→ **Exercise aim**
Rewrite the data with every "one point per instance" changed to "one point for each instance" and nothing else altered. Leave the pictures out of your answer.

[Some records]
⁂

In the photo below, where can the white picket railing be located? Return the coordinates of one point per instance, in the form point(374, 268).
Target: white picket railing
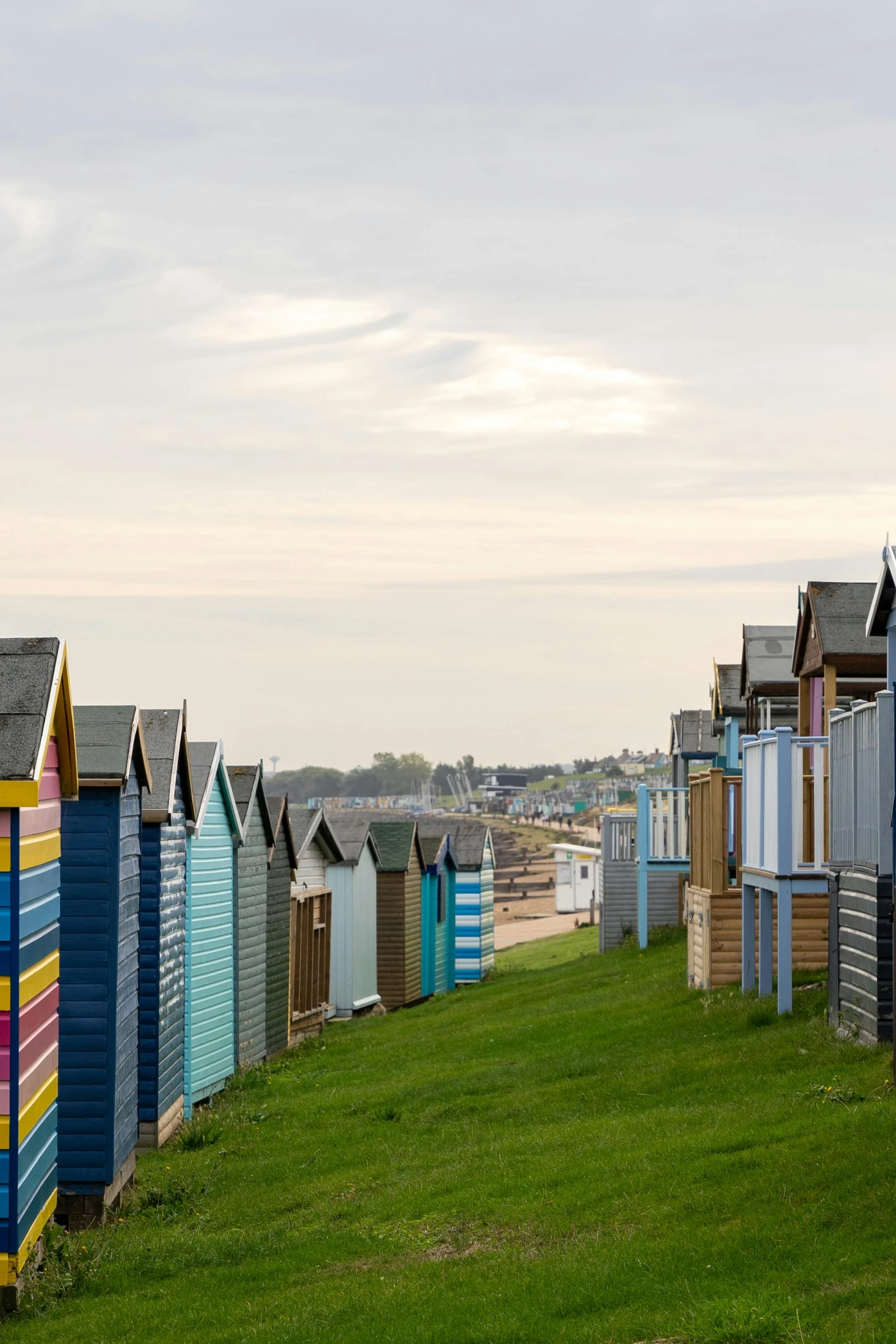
point(774, 789)
point(862, 784)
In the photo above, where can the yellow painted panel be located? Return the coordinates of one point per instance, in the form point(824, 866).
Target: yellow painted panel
point(13, 1265)
point(33, 851)
point(37, 977)
point(19, 793)
point(42, 1101)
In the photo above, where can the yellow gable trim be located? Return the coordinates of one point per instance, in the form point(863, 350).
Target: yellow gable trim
point(19, 793)
point(37, 979)
point(41, 1103)
point(33, 851)
point(13, 1265)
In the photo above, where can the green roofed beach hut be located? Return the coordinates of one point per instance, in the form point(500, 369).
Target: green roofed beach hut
point(354, 917)
point(398, 912)
point(437, 910)
point(281, 874)
point(209, 1010)
point(250, 905)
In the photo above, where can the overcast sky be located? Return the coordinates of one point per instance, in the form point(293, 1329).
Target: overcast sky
point(439, 377)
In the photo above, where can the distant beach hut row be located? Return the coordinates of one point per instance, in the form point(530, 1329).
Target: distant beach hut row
point(164, 922)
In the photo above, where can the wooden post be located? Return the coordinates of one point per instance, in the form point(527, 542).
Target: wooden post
point(766, 916)
point(747, 939)
point(831, 694)
point(644, 853)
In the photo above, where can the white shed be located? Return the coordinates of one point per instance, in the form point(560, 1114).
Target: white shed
point(577, 878)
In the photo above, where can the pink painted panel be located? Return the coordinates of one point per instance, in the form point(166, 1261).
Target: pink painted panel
point(35, 1014)
point(50, 786)
point(34, 822)
point(38, 1074)
point(37, 1045)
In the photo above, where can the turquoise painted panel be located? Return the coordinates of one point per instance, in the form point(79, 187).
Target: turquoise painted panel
point(210, 953)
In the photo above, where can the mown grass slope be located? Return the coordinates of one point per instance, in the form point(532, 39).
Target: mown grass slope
point(579, 1150)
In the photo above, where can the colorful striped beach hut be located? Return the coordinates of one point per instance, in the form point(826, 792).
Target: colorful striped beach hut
point(437, 913)
point(398, 912)
point(100, 964)
point(354, 940)
point(38, 769)
point(209, 957)
point(475, 900)
point(167, 808)
point(250, 914)
point(281, 874)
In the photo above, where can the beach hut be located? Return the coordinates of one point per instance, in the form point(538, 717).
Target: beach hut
point(475, 900)
point(209, 964)
point(38, 769)
point(398, 912)
point(100, 964)
point(354, 939)
point(167, 808)
point(281, 876)
point(310, 925)
point(767, 685)
point(618, 882)
point(250, 913)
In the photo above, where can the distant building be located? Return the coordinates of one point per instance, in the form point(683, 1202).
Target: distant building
point(503, 784)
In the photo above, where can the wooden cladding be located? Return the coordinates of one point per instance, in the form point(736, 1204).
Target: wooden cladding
point(715, 832)
point(309, 948)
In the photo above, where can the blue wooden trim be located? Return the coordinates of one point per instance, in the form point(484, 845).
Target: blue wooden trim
point(644, 851)
point(13, 1227)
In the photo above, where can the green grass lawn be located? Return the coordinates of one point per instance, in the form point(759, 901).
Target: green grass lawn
point(578, 1150)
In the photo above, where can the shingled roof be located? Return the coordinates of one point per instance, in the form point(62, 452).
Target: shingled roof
point(278, 808)
point(832, 631)
point(727, 701)
point(110, 737)
point(395, 842)
point(35, 702)
point(310, 824)
point(245, 780)
point(766, 665)
point(168, 755)
point(352, 834)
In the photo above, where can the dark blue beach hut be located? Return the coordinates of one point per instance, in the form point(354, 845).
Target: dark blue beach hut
point(167, 808)
point(98, 953)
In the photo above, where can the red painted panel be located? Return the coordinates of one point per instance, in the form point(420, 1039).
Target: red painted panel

⁂

→ **In response**
In the photo below, where can the white picket railing be located? Return the coordinates of one point for each instance, in the form point(374, 268).
Target: white picket railing
point(774, 789)
point(862, 784)
In the photo above, where can the yellow painted panel be located? Return the coordinates of one point for each instance, in the form point(824, 866).
Target: yellow painted panel
point(13, 1265)
point(33, 851)
point(37, 977)
point(19, 793)
point(42, 1101)
In the photo above, where can the yellow gable trim be located? Return the coordinates of one point for each instance, in the form point(863, 350).
Target: yellow gable trim
point(19, 793)
point(37, 979)
point(41, 1103)
point(33, 851)
point(13, 1265)
In the photo above, where can the green roofed beach hut be located? Return the coordinates of one point for each instance, in the form point(500, 369).
Target: green roofed beach hut
point(354, 917)
point(398, 912)
point(437, 910)
point(281, 874)
point(209, 1010)
point(250, 905)
In the photo above, where can the overcast sky be located? Return the coordinates of one point for each instance, in the form point(293, 1329).
Target: overcast sky
point(439, 377)
In the photo above, where can the distant beach hut row be located? Return the coordinates of one point for each instance, in the form point(530, 1329).
Target: distant beach hut row
point(164, 922)
In the photo above, where can the wooden post be located? Return the coordinates of one point for each instance, in the form point(527, 542).
Target: wooden post
point(766, 916)
point(747, 939)
point(831, 694)
point(644, 853)
In the photo above, where can the white shed be located? Return the coordinates of one point for each instance, in the form point(560, 1114).
Target: white shed
point(577, 878)
In the photo above, where can the pink painted panel be located? Return the coordinates of one point for each instance, in the form point(166, 1261).
Target: pink painted panel
point(35, 1014)
point(50, 786)
point(34, 822)
point(38, 1074)
point(37, 1045)
In the photo above, where can the turquoise painted panel be located? Return the coordinates of one point for each instance, in the form point(79, 187).
Target: turquoise painted panel
point(210, 953)
In the photo above, where can the mown grass slope be located? Return the coordinates of one point for each instance, in the form point(532, 39).
Target: mown grass slope
point(579, 1150)
In the photo above, where can the colorful striped beach hut be located? Return the coordinates of one point for each instance, in the form point(826, 792).
Target: colorful striped beach hut
point(437, 913)
point(398, 912)
point(100, 964)
point(354, 940)
point(38, 769)
point(209, 957)
point(475, 900)
point(167, 808)
point(250, 914)
point(281, 874)
In the photo above, where can the beach hut be located? Return the coordinates of one point for each instance, in the form point(538, 717).
Target: beach hut
point(475, 900)
point(209, 964)
point(38, 769)
point(398, 912)
point(100, 964)
point(354, 939)
point(167, 808)
point(281, 876)
point(310, 925)
point(767, 685)
point(618, 882)
point(250, 913)
In the photo above, where can the distant building be located? Return the coordinates of one point for each instance, in the form point(683, 1202).
Target: distant building
point(503, 784)
In the photo above, where can the wooden cladding be located? Return the coordinates of one point for each instance, in the form point(736, 1204).
Target: wooden cladding
point(715, 832)
point(309, 948)
In the photo above, where can the blue wooden trim be located? Return the coordinates of one point for each instance, in the form point(484, 845).
Target: blue wooden trim
point(644, 851)
point(13, 1227)
In the photo above, where can the green grass lawn be located? Return the coordinates of one point for each instance, in the form point(759, 901).
Target: green grass lawn
point(578, 1150)
In the photo above, where can the shingled roof be located? Return the coordinates of one point for each instance, in the form point(62, 452).
Target: shingled roof
point(278, 808)
point(832, 631)
point(727, 701)
point(110, 737)
point(395, 842)
point(35, 702)
point(310, 824)
point(245, 780)
point(766, 665)
point(168, 755)
point(352, 834)
In the photo above, where can the dark blue beach hut be located? Return the coordinates of one point for each instance, in the form point(354, 845).
Target: dark blue beach hut
point(167, 808)
point(98, 953)
In the photo above, where can the red painted panel be located? Return the coordinates of one point for each instance, in the form point(420, 1039).
Target: red painted panel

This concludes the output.